과제 내용
아래 기록의 각 줄을 JSON 문자열 목록으로 옮기세요. 한 줄마다 문자열 하나로 하고 빈 줄은 빼며, 기록 전체를 다루되 그림은 답에 넣지 마세요.

---------- 과제 자료 ----------

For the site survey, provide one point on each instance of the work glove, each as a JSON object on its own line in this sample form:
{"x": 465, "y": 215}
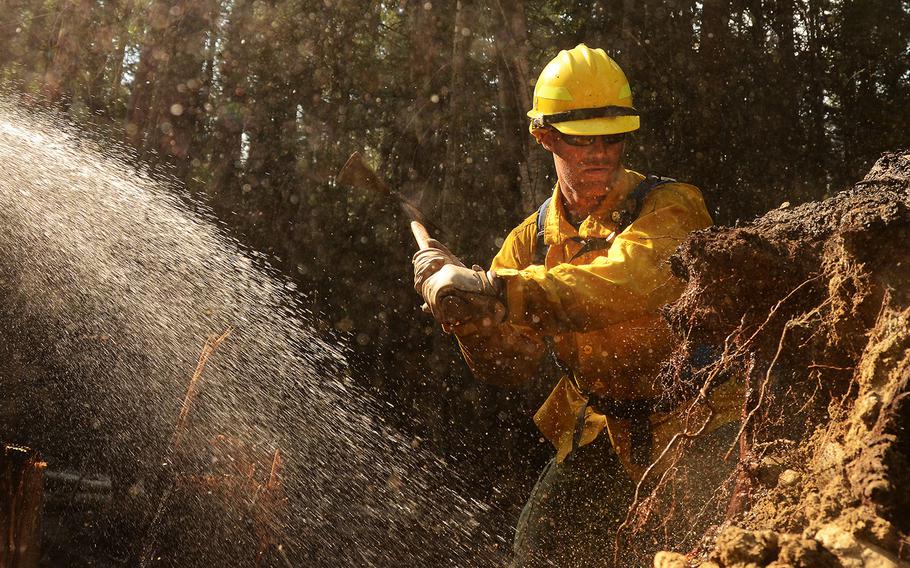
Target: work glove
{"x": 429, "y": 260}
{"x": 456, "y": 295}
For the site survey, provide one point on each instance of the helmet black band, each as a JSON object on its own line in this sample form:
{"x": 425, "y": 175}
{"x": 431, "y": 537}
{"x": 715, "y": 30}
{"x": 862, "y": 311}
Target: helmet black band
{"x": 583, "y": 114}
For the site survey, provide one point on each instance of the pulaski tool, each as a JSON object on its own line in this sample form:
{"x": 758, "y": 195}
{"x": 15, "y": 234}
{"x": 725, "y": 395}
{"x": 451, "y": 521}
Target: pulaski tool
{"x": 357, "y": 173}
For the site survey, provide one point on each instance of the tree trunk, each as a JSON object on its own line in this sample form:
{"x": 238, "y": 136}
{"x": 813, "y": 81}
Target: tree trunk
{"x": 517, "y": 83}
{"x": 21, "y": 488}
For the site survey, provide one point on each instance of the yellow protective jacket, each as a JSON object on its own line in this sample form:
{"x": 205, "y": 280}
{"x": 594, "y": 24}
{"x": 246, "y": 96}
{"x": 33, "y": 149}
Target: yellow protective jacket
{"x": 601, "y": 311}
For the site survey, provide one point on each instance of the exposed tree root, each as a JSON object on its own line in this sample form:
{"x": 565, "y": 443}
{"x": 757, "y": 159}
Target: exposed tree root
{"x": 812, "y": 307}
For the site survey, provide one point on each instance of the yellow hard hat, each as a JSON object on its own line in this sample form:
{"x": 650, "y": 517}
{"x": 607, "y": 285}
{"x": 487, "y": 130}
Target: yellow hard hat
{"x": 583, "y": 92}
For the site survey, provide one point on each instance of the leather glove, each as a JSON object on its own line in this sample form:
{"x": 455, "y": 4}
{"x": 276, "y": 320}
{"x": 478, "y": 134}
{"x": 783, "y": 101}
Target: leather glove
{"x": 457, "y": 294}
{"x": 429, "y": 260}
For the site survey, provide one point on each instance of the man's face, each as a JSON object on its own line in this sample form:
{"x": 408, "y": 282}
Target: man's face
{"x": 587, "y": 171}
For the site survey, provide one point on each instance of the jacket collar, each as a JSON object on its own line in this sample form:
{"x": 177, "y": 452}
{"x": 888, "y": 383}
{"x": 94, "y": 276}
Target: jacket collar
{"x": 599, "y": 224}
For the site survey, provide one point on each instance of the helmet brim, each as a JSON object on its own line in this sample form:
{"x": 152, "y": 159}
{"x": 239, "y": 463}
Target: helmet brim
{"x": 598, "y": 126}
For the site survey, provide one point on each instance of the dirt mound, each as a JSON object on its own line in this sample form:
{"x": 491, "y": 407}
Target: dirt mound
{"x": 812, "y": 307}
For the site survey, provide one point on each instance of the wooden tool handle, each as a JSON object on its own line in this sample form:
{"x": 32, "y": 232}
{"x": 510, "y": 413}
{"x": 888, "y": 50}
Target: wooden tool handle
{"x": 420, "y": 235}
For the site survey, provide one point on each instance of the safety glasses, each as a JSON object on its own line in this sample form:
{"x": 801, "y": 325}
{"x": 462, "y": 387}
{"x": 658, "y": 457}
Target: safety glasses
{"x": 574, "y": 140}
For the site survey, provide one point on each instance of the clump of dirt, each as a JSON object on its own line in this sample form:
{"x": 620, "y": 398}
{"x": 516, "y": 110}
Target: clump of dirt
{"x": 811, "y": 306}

----------

과제 답안
[
  "For the site survey, provide one point on each instance of the work glove, each as a JSON object on its own line in this sample form:",
  "{\"x\": 465, \"y\": 215}",
  "Target: work glove",
  "{\"x\": 429, \"y\": 260}",
  "{\"x\": 456, \"y\": 295}",
  "For the site survey, provide one point on each instance of the helmet black band, each as a JSON object on its own line in this sample form:",
  "{\"x\": 425, \"y\": 175}",
  "{\"x\": 431, \"y\": 537}",
  "{\"x\": 715, \"y\": 30}",
  "{\"x\": 862, \"y\": 311}",
  "Target: helmet black band",
  "{\"x\": 583, \"y\": 114}",
  "For the site survey, provide one point on each instance of the pulaski tool, each as a JSON object on its own line in this sample form:",
  "{\"x\": 758, \"y\": 195}",
  "{\"x\": 15, \"y\": 234}",
  "{\"x\": 725, \"y\": 395}",
  "{\"x\": 451, \"y\": 521}",
  "Target: pulaski tool",
  "{\"x\": 357, \"y\": 173}",
  "For the site survey, provide one point on each instance of the tree trunk, each as a JSON object on its own line in this sample form:",
  "{\"x\": 238, \"y\": 136}",
  "{\"x\": 813, \"y\": 81}",
  "Target: tree trunk",
  "{\"x\": 517, \"y\": 83}",
  "{\"x\": 21, \"y\": 488}",
  "For the site survey, provide one point on each instance of the yellow protective jacket, each as a JSON object on its own line in this sample form:",
  "{\"x\": 205, \"y\": 280}",
  "{\"x\": 594, \"y\": 24}",
  "{\"x\": 246, \"y\": 96}",
  "{\"x\": 33, \"y\": 149}",
  "Target: yellow protective jacket",
  "{\"x\": 601, \"y\": 311}",
  "For the site survey, provide one point on each instance of the exposed tree root, each as a JSON object on its own line in this sample form:",
  "{\"x\": 565, \"y\": 443}",
  "{\"x\": 757, \"y\": 159}",
  "Target: exposed tree root",
  "{\"x\": 812, \"y\": 307}",
  "For the site survey, provide one point on each instance of the yellow hard hat, each as a JSON object on its own line in this sample form:",
  "{\"x\": 650, \"y\": 517}",
  "{\"x\": 607, \"y\": 285}",
  "{\"x\": 487, \"y\": 130}",
  "Target: yellow hard hat",
  "{\"x\": 583, \"y\": 92}",
  "For the site survey, provide one point on each instance of the leather glove, each as a JSON object on its own line in this sample form:",
  "{\"x\": 455, \"y\": 4}",
  "{\"x\": 276, \"y\": 320}",
  "{\"x\": 478, \"y\": 134}",
  "{\"x\": 783, \"y\": 101}",
  "Target: leather glove",
  "{\"x\": 457, \"y\": 294}",
  "{\"x\": 429, \"y\": 260}",
  "For the site survey, provide one point on each instance of the man's face, each as a JSON object on its own line in this sample form:",
  "{\"x\": 408, \"y\": 282}",
  "Target: man's face",
  "{\"x\": 587, \"y\": 171}",
  "For the site survey, provide one point on each instance of the jacket collar, each as a JSON object on its own line in this sample form:",
  "{\"x\": 177, \"y\": 452}",
  "{\"x\": 888, \"y\": 383}",
  "{\"x\": 94, \"y\": 276}",
  "Target: jacket collar",
  "{\"x\": 599, \"y\": 224}",
  "For the site survey, provide one point on each instance of the helmet brim, each as a JSON object on its own line in this sample form:",
  "{\"x\": 152, \"y\": 159}",
  "{\"x\": 239, \"y\": 463}",
  "Target: helmet brim",
  "{\"x\": 598, \"y\": 126}",
  "For the site survey, provide one point on each instance of the dirt mound, each as a JSON object on its own line in this sample form:",
  "{\"x\": 491, \"y\": 407}",
  "Target: dirt mound",
  "{\"x\": 812, \"y\": 307}",
  "For the site survey, provide one point on each instance of the wooden tool handle, each as a JSON object on its own line in this sample form:",
  "{\"x\": 32, \"y\": 232}",
  "{\"x\": 510, \"y\": 413}",
  "{\"x\": 888, \"y\": 50}",
  "Target: wooden tool handle",
  "{\"x\": 420, \"y\": 235}",
  "For the site survey, provide one point on each instance of the safety glasses, each as a JSON object on its own line in this sample form:",
  "{\"x\": 801, \"y\": 325}",
  "{\"x\": 462, \"y\": 387}",
  "{\"x\": 658, \"y\": 457}",
  "Target: safety glasses",
  "{\"x\": 574, \"y\": 140}",
  "For the site survey, provide one point on each instance of the clump of dirt, each as a JSON object on its own line in this sample form:",
  "{\"x\": 620, \"y\": 398}",
  "{\"x\": 516, \"y\": 110}",
  "Target: clump of dirt",
  "{\"x\": 811, \"y\": 306}"
]